Stored items from a collection

###

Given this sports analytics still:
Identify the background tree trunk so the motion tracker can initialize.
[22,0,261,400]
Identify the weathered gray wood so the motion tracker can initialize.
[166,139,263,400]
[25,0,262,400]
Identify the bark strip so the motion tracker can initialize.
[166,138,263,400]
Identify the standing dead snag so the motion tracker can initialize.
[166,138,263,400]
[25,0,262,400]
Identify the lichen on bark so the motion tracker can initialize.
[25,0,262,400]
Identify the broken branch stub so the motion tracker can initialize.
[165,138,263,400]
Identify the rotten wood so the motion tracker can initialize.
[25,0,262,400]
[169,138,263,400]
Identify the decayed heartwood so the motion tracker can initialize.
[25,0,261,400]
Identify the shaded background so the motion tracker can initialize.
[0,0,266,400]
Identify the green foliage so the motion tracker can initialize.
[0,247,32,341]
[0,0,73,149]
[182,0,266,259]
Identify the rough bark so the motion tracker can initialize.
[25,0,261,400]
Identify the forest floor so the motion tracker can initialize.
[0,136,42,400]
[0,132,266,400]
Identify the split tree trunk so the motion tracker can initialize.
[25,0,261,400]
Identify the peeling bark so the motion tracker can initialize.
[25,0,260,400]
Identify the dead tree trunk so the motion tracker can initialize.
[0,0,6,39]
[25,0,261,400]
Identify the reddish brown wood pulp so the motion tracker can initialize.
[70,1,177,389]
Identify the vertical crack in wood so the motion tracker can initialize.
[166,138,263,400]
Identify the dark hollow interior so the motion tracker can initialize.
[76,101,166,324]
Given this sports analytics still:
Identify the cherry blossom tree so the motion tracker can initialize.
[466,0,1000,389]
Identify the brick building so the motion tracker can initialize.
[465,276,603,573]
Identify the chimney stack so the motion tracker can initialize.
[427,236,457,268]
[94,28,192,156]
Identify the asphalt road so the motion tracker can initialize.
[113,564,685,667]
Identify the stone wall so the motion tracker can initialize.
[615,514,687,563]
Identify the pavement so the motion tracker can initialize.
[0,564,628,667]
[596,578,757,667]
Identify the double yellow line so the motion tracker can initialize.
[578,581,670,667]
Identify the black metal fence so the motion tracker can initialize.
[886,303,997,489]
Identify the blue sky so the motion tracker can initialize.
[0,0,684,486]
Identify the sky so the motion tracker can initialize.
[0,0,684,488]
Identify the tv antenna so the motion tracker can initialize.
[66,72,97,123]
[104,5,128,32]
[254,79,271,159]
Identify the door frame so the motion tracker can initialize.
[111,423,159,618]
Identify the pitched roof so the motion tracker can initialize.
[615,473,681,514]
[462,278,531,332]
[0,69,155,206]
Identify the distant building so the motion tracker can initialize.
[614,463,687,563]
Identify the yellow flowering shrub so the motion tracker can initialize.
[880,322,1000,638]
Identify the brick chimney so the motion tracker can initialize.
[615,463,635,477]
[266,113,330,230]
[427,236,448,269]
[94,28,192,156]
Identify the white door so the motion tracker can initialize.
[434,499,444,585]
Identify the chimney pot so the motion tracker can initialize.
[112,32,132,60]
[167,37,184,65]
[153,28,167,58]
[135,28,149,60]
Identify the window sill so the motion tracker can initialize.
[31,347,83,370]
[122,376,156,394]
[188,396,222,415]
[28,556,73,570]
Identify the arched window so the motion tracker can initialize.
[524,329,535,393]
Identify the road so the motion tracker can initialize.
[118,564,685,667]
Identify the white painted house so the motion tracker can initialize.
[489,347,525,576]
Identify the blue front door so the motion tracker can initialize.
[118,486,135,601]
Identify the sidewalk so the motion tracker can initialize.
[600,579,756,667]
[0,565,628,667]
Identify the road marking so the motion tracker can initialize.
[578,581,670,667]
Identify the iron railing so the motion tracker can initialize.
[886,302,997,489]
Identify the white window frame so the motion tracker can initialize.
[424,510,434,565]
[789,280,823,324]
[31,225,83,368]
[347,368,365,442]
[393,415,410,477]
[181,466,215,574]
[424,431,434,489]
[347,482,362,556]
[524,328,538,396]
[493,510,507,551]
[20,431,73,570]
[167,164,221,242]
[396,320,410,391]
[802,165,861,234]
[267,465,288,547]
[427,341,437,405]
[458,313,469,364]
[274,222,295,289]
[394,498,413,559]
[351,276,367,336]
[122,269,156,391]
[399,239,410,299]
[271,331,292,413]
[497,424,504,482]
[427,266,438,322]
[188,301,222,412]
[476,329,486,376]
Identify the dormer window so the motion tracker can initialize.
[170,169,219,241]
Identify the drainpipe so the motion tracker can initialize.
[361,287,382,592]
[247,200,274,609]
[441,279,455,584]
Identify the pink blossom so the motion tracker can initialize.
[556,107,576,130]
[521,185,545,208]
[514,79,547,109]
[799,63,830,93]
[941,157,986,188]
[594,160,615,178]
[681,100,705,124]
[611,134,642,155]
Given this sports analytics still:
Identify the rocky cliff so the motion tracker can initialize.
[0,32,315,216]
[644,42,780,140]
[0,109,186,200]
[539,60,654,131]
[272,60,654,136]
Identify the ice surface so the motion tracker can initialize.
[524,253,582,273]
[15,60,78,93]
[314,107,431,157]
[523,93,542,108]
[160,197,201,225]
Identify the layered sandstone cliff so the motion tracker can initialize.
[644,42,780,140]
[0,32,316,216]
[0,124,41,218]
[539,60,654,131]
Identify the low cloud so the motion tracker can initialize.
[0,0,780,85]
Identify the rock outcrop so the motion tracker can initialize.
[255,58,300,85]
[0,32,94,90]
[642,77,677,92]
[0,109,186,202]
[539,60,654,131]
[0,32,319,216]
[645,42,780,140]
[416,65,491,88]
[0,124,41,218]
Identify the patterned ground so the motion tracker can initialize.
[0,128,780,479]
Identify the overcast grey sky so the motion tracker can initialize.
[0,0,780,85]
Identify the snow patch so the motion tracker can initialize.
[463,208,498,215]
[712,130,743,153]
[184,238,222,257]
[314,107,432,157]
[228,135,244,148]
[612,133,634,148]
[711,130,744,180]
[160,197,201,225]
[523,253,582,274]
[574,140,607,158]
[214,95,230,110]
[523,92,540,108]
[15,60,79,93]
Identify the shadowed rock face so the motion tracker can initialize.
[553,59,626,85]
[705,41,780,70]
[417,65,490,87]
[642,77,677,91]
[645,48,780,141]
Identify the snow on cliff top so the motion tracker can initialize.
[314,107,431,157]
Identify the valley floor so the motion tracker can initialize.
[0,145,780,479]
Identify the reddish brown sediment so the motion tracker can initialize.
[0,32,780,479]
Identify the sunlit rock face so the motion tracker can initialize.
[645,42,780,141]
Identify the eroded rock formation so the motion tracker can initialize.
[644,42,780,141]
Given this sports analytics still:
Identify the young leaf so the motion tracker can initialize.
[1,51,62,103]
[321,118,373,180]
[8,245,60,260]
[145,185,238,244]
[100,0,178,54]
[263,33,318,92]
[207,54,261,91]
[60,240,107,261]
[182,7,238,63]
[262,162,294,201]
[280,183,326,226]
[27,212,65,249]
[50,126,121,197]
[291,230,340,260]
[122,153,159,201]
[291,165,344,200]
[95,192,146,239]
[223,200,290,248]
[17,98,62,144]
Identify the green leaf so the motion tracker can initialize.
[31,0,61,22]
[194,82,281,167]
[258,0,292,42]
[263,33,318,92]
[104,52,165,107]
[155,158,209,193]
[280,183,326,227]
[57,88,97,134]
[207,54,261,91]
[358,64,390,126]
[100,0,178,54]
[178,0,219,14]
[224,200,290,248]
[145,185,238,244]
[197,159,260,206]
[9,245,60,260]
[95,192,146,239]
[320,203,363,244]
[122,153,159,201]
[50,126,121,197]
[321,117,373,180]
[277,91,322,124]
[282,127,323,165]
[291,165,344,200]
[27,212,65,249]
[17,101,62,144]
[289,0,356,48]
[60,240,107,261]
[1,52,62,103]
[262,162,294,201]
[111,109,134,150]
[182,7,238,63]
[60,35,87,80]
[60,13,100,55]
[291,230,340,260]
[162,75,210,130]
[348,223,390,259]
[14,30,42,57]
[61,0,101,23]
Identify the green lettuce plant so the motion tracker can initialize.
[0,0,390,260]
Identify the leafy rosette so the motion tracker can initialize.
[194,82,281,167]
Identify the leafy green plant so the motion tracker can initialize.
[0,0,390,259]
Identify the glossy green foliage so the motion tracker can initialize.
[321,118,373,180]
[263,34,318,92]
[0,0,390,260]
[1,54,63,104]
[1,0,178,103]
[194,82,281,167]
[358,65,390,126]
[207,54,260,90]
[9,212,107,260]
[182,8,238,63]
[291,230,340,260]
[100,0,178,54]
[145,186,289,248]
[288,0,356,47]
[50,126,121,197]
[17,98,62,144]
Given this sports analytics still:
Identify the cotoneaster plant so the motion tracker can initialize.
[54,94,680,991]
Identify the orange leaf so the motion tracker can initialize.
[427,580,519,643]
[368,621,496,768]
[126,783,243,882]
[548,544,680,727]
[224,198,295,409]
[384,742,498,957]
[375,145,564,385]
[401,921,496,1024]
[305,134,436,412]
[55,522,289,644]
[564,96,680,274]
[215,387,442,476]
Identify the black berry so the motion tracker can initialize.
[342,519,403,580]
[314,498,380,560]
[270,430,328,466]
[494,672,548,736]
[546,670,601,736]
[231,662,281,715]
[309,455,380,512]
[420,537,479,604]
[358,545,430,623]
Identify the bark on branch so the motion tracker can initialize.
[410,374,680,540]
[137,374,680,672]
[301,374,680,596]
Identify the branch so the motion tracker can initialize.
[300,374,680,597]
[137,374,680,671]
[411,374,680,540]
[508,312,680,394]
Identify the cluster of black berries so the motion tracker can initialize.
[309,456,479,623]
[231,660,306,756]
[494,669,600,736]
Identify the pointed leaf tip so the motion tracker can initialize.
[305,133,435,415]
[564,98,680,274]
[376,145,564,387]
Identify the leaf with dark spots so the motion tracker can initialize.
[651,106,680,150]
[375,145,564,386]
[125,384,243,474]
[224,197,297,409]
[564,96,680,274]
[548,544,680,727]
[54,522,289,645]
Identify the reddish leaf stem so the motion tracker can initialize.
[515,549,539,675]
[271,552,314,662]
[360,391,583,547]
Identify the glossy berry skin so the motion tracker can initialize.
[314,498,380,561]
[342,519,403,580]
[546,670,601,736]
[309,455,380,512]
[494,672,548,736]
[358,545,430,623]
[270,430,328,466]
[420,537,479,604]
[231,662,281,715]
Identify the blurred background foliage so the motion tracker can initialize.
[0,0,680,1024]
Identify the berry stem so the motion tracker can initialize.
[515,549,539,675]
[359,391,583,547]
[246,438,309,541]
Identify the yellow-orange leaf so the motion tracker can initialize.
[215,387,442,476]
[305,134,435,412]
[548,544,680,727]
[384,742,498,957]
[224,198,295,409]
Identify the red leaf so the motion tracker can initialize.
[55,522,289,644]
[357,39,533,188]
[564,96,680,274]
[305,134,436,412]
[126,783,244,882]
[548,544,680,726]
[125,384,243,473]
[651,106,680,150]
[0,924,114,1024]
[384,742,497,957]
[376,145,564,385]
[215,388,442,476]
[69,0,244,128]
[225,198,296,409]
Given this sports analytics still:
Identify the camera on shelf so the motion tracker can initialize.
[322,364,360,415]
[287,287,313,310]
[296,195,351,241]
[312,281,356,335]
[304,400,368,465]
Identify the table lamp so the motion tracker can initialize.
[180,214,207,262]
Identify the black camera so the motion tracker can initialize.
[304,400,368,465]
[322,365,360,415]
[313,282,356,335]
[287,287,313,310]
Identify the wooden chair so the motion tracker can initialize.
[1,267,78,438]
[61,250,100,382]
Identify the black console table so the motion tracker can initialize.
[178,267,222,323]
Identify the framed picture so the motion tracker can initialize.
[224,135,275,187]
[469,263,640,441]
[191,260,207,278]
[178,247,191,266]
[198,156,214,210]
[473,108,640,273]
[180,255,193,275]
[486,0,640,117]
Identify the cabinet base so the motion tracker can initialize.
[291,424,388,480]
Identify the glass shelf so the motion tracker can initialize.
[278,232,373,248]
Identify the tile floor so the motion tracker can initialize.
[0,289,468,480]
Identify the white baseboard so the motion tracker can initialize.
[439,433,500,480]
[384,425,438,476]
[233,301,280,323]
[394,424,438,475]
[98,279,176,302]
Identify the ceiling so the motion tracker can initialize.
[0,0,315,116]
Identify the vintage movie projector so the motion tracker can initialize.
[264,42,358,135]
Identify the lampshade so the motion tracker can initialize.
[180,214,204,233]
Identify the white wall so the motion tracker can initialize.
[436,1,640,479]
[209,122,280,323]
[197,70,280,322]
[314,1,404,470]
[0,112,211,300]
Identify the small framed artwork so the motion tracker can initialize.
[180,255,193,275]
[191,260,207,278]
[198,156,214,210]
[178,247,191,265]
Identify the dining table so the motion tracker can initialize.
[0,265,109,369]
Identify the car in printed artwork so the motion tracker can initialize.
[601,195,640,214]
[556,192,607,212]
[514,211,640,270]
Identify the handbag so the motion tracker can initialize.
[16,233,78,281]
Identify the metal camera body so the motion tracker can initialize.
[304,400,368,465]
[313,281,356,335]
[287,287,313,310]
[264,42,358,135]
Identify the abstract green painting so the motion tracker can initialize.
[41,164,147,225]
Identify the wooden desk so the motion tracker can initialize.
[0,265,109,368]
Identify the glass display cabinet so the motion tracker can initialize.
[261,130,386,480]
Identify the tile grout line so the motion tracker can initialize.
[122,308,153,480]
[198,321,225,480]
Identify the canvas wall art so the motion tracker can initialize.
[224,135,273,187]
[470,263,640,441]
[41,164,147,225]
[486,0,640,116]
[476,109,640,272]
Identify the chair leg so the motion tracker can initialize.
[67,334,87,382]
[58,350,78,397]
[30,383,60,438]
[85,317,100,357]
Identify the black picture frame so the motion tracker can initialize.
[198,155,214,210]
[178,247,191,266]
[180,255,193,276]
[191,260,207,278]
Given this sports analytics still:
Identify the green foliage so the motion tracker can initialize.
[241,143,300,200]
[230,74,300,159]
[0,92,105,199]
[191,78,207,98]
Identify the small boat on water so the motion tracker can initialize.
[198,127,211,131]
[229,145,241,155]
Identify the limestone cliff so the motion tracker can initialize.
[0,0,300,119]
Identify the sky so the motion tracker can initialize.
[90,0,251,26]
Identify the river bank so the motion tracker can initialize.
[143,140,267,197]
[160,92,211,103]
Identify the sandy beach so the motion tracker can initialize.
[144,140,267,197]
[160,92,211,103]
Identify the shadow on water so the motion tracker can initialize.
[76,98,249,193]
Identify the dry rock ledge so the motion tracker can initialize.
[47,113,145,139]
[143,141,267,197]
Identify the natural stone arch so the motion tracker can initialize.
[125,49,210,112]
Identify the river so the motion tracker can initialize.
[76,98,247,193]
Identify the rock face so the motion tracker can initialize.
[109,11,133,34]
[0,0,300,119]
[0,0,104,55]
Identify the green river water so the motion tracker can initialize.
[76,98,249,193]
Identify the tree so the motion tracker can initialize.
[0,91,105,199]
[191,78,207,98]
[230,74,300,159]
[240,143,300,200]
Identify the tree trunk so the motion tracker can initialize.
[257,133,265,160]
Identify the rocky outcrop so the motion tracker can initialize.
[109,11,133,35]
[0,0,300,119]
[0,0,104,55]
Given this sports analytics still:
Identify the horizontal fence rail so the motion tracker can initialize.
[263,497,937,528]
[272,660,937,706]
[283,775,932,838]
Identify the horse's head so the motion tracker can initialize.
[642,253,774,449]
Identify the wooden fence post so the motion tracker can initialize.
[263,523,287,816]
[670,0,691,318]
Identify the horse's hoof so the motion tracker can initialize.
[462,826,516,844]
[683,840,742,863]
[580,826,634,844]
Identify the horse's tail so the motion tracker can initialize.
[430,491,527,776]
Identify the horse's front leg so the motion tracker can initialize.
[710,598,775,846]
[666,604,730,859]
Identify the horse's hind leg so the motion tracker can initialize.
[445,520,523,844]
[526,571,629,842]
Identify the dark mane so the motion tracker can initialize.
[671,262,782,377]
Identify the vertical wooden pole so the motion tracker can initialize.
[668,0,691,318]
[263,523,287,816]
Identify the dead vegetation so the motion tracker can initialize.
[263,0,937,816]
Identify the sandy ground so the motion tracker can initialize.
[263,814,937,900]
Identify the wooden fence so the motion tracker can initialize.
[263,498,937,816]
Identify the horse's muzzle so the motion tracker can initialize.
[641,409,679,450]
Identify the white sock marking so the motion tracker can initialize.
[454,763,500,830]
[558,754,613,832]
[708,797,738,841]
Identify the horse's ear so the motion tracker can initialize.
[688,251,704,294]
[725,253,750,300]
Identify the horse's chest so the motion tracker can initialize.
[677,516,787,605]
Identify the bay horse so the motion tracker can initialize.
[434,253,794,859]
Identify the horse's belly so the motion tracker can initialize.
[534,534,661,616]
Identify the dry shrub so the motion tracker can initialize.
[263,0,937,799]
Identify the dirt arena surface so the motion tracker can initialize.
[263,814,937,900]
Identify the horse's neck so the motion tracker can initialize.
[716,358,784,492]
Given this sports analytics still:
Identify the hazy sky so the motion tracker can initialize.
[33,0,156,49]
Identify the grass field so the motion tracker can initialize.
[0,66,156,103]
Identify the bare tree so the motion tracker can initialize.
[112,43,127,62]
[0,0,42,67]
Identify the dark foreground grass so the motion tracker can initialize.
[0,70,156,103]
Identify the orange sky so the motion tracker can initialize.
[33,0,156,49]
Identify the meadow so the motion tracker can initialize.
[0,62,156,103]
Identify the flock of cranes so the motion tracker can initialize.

###

### Problem statement
Please write out the records from the line containing "Identify the vertical wooden" through the line containing "[641,409,679,450]", with every bounding-box coordinate in the answers shifted up by 94. Give only that part, and keep its requests as they are.

### Expected answer
Identify the vertical wooden pole so the motion tracker can initialize.
[762,94,785,412]
[357,617,381,910]
Identify the dead vegetation so the motion tracker can initialize.
[357,94,1031,910]
Identify the sandy ground so the motion tracker can initialize.
[357,908,1031,994]
Identify the wooden fence so the motion tracker can initialize.
[357,592,1031,910]
Identify the horse's muzzle so the motion tracker can initialize.
[735,503,773,544]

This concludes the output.